» **TASK REQUIREMENTS**: Search the listing for the word "tree" and say how many lines have it, nothing besides.

DATA FOR REVIEW Block Start

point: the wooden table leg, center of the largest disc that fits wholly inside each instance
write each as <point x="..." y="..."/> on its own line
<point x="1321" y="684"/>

DATA FOR REVIEW Block End
DATA FOR REVIEW Block Start

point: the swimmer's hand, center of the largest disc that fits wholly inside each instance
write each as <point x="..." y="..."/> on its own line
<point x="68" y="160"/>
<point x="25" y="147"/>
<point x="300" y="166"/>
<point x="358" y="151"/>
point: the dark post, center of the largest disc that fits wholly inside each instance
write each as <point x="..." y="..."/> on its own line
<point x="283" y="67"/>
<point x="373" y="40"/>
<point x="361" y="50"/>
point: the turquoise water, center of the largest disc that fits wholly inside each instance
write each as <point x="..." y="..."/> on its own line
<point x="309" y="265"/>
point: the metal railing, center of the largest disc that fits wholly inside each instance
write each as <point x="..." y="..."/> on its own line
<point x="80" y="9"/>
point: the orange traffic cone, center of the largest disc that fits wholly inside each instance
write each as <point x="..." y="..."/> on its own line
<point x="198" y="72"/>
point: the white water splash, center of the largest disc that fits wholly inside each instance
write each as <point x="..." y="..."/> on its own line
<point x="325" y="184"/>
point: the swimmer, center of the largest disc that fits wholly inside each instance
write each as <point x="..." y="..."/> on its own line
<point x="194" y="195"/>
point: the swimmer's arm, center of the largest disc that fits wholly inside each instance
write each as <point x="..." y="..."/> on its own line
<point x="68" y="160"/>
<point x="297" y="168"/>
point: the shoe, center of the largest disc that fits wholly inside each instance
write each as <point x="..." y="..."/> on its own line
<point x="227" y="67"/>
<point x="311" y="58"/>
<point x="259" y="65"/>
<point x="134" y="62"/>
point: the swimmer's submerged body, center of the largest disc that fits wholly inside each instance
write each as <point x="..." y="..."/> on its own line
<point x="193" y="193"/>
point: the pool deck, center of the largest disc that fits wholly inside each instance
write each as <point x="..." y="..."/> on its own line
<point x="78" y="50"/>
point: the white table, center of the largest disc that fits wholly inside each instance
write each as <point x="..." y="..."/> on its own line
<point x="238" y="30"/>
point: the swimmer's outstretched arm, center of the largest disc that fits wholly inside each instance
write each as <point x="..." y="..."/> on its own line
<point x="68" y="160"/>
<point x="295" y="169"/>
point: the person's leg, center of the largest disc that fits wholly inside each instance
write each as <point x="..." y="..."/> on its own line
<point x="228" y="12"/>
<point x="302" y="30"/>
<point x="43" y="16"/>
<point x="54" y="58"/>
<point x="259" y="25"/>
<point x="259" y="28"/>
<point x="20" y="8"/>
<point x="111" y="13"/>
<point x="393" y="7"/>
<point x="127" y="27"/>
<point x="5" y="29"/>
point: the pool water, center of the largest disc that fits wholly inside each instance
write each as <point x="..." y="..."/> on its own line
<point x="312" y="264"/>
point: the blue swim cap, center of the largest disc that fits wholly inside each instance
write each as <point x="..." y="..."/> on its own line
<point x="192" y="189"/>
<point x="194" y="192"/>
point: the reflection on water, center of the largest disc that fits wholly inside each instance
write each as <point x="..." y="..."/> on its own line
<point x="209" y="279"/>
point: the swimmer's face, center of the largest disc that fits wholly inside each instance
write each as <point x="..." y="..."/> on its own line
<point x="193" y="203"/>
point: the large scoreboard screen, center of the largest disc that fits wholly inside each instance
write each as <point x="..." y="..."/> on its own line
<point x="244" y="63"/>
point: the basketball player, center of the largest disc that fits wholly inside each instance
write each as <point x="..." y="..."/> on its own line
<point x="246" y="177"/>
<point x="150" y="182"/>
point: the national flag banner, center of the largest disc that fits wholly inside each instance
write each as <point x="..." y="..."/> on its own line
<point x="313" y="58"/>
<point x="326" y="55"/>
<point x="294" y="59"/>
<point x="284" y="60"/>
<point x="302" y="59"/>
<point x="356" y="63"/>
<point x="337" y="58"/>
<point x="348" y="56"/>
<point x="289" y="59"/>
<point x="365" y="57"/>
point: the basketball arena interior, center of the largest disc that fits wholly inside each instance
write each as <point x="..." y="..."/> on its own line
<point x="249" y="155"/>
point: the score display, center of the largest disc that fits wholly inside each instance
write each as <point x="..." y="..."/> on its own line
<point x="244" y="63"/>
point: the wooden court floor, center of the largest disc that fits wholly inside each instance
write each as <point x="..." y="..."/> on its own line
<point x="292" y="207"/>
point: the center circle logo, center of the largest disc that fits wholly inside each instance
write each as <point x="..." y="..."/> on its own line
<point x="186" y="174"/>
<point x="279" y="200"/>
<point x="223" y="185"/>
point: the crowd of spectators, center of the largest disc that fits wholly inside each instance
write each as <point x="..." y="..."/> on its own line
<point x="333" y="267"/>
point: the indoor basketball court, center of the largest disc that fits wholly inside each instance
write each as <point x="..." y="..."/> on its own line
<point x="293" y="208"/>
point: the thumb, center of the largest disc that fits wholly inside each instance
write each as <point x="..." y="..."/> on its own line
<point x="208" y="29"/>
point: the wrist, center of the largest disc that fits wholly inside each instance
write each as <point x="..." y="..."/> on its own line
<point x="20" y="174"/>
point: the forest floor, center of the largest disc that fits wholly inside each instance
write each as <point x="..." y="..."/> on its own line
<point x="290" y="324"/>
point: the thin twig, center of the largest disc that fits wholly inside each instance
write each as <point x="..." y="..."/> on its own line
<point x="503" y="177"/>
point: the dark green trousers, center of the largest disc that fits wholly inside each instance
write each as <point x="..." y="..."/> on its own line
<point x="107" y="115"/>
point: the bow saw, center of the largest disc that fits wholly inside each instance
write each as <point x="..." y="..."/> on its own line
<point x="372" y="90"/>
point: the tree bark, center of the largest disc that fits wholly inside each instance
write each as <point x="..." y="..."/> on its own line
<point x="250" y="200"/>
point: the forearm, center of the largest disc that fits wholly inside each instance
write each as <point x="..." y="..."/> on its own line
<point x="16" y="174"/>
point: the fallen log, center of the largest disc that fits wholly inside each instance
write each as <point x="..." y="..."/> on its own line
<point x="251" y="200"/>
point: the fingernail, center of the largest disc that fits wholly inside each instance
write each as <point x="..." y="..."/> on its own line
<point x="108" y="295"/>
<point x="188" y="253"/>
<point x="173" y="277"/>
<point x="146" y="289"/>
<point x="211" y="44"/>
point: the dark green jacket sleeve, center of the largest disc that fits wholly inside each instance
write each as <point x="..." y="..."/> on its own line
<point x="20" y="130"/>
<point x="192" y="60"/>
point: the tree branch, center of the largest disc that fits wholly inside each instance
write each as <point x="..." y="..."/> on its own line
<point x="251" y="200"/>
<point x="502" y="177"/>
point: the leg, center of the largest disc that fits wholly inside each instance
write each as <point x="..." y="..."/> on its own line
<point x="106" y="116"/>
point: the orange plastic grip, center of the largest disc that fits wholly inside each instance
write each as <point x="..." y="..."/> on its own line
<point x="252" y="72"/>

DATA FOR REVIEW Block End

» **RESPONSE BELOW**: 2